**Requirement**.
Can you write out the rows below again, swapping "supply" for "provide" and keeping everything else the same? Leave the pictures out of your answer.

Image entries on named regions:
----------------------------------------
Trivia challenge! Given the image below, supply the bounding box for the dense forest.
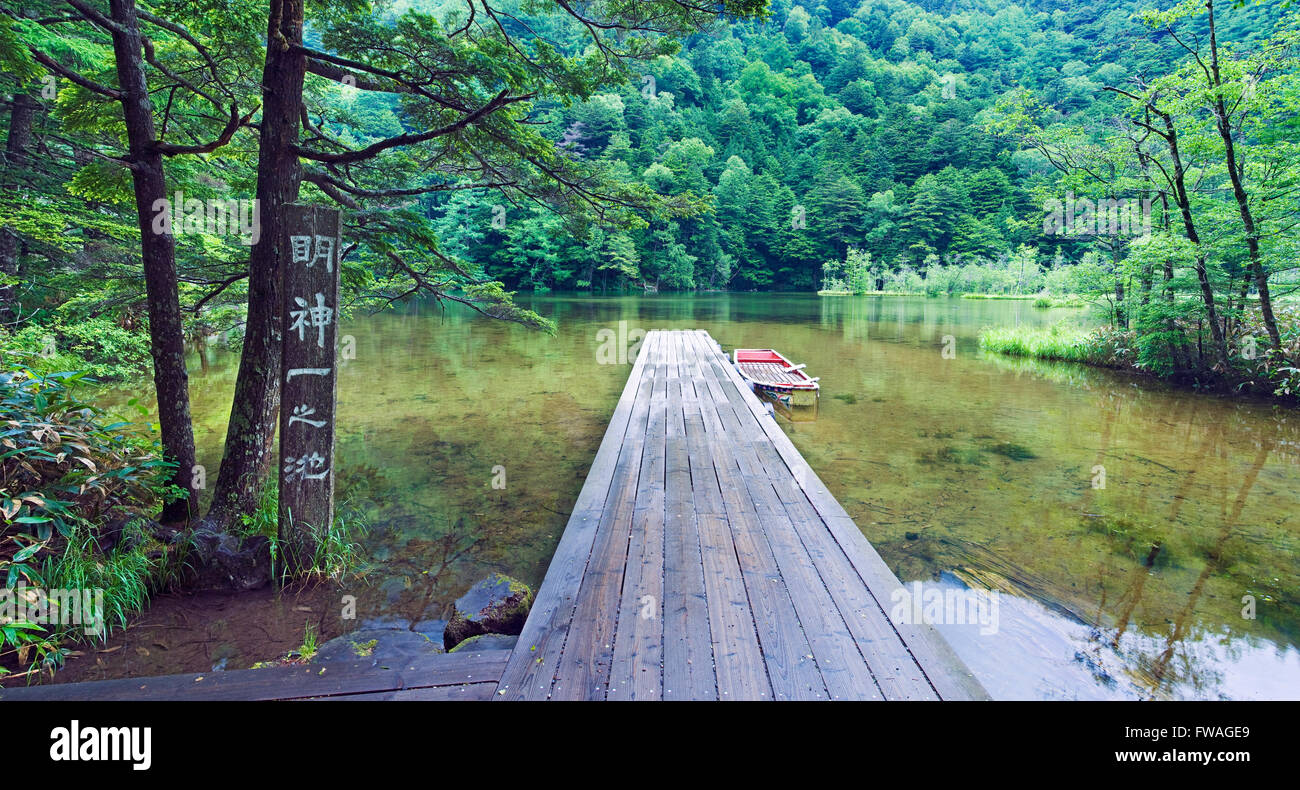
[434,0,1294,292]
[0,0,1300,680]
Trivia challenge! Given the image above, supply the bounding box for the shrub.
[0,368,178,674]
[0,318,152,381]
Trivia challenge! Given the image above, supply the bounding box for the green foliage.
[0,366,178,674]
[0,318,151,381]
[239,478,368,583]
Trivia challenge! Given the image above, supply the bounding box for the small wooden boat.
[732,348,820,405]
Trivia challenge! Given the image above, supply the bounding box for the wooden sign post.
[280,204,342,570]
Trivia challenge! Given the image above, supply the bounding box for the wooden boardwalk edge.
[0,330,988,702]
[697,330,989,700]
[0,650,510,702]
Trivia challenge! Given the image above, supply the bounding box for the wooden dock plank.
[0,650,510,702]
[10,330,987,702]
[499,330,657,699]
[543,334,663,700]
[692,335,828,699]
[663,335,722,699]
[697,333,988,699]
[606,330,676,700]
[498,331,984,699]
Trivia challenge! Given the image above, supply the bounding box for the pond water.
[66,294,1300,699]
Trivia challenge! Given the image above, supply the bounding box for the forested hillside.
[436,0,1281,290]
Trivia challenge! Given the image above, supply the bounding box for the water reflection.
[94,294,1300,698]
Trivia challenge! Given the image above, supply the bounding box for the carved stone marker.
[280,204,341,569]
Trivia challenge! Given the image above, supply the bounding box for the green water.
[109,294,1300,698]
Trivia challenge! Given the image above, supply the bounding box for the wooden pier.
[0,331,987,700]
[494,331,985,700]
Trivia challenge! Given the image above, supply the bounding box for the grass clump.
[238,478,368,583]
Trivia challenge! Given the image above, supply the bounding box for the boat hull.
[732,348,820,405]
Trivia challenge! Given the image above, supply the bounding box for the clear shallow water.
[94,294,1300,699]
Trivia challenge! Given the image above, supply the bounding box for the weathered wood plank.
[607,330,676,700]
[663,334,722,699]
[703,333,988,699]
[0,650,508,702]
[498,330,651,699]
[551,333,664,699]
[692,330,828,699]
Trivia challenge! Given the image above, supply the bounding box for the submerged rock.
[447,634,519,652]
[442,573,533,650]
[312,628,442,667]
[189,529,270,593]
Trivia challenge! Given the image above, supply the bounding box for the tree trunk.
[1161,113,1229,370]
[207,0,307,530]
[1205,0,1282,348]
[0,94,39,324]
[109,0,199,524]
----------------------------------------
**Problem solution**.
Trivia challenge! Given the image below, provide the bounding box for the dense forest.
[434,0,1294,292]
[0,0,1300,680]
Trivia challenge! Given the image above, provide the bounding box for the shrub.
[0,368,178,674]
[0,318,152,381]
Trivia challenge! Given the image above, provide the bounding box for the green foliage.
[0,366,178,674]
[0,318,151,381]
[239,478,368,583]
Trivia challenge! Given the image above, provide the bounding box for the small wooden boat.
[732,348,820,405]
Trivia challenge! Given the image above, provide the bounding box for the wooden sign post.
[280,204,342,570]
Trivia challenge! Given the image above, provide the bounding box for the wooden boardwalk edge.
[0,330,988,702]
[697,330,989,700]
[0,650,510,702]
Trivia challenge! Given the image above, provide the bounding box for the wooden dock plank.
[0,650,510,702]
[10,330,987,702]
[499,330,657,699]
[543,334,663,700]
[692,335,828,699]
[663,335,722,699]
[697,333,988,699]
[606,330,676,700]
[498,331,984,699]
Trivia challenge! Given the image above, provide the bounding box for the pond water.
[66,294,1300,699]
Trivia challenge! Given the image above, provide the bounding box for the forested hillside.
[436,0,1281,290]
Trivia challenge! Given the image above, provide the bounding box for the water reflection.
[94,294,1300,698]
Trivia challenge! Given the image above, provide the bounding box for the carved stone marker.
[280,204,341,569]
Trivia challenge! Given the image above, provide the bounding box for the green water.
[109,294,1300,698]
Trivia challenge! Given the image above, provide the bounding box for the wooden pier.
[0,331,987,700]
[494,331,985,700]
Trivia challenge! Given the image above, provide the bounding box for the grass clump.
[238,478,368,583]
Trivia challenge! Given the image above, provide the bounding box for the boat hull.
[732,348,820,405]
Trivia challenge! Given the image above, provide the bounding box for the clear shallow water.
[94,294,1300,699]
Trivia challenge! Given the image above, provide the bounding box for the weathered wood plank.
[607,330,676,700]
[663,334,722,699]
[703,333,988,699]
[0,650,508,702]
[498,330,651,699]
[551,333,664,699]
[692,330,828,699]
Trivia challenge! Given the image above, provide the bounding box for the submerged rock.
[447,634,519,652]
[442,573,533,650]
[312,628,442,667]
[189,529,270,593]
Trivia challenge! Given the image above, provide the bounding box for the tree trunk.
[1161,113,1229,370]
[207,0,307,530]
[1205,0,1282,348]
[0,94,39,324]
[109,0,199,524]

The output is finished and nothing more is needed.